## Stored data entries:
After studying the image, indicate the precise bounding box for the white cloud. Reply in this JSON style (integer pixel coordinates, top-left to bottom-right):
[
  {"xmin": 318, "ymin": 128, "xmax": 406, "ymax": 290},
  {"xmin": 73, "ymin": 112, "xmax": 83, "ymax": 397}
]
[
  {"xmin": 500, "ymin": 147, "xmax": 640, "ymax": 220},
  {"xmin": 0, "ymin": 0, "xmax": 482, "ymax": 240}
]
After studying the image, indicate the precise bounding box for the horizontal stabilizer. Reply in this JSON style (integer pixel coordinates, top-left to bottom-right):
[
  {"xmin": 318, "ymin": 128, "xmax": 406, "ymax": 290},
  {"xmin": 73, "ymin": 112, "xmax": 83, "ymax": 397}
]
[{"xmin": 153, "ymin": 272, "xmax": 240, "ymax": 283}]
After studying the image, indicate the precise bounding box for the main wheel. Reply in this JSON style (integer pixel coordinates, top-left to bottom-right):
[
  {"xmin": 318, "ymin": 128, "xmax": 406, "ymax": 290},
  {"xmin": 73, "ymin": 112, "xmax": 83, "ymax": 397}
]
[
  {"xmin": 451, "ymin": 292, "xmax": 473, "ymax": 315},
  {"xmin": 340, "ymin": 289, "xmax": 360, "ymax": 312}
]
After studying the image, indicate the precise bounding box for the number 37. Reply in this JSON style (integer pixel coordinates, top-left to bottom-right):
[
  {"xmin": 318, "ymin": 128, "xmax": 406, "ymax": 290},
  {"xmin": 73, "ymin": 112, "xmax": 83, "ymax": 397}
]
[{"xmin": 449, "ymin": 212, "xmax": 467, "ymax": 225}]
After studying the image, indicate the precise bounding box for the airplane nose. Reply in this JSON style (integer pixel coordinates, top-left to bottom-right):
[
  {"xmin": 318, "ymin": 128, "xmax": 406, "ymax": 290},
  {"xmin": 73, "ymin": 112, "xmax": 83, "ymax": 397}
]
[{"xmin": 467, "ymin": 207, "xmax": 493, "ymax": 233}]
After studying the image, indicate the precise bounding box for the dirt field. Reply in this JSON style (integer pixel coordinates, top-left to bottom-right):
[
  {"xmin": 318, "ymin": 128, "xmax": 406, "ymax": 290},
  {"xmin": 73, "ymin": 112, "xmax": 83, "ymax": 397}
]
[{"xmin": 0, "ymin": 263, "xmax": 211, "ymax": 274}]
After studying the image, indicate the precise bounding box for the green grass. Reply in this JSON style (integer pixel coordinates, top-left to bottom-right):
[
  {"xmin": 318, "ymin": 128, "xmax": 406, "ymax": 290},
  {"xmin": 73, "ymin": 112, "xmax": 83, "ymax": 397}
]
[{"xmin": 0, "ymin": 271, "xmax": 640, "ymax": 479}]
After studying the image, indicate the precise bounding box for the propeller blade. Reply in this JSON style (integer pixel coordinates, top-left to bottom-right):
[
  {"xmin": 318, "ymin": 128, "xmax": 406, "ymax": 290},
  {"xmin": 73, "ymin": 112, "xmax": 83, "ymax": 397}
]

## Given instruction:
Rewrite the lines from the one containing "for the dirt" through the end of the records, changing "precise" to "exact" and leaving everything else the same.

## Response below:
After studying the image, indicate the exact bounding box for the dirt field. Reply in this JSON style (integer pixel coordinates, top-left to bottom-right):
[
  {"xmin": 318, "ymin": 128, "xmax": 406, "ymax": 290},
  {"xmin": 73, "ymin": 112, "xmax": 83, "ymax": 397}
]
[{"xmin": 0, "ymin": 263, "xmax": 211, "ymax": 274}]
After studying the image, indicate the exact bounding box for the green grass. Reply in this JSON style (integer pixel coordinates, top-left to bottom-right):
[
  {"xmin": 318, "ymin": 128, "xmax": 406, "ymax": 290},
  {"xmin": 73, "ymin": 112, "xmax": 83, "ymax": 397}
]
[{"xmin": 0, "ymin": 271, "xmax": 640, "ymax": 479}]
After studying the image, indicate the exact bounding box for the propeller blade. Reply in this JSON style (integer pixel coordinates, top-left to bottom-right):
[
  {"xmin": 318, "ymin": 128, "xmax": 406, "ymax": 290},
  {"xmin": 73, "ymin": 112, "xmax": 83, "ymax": 397}
]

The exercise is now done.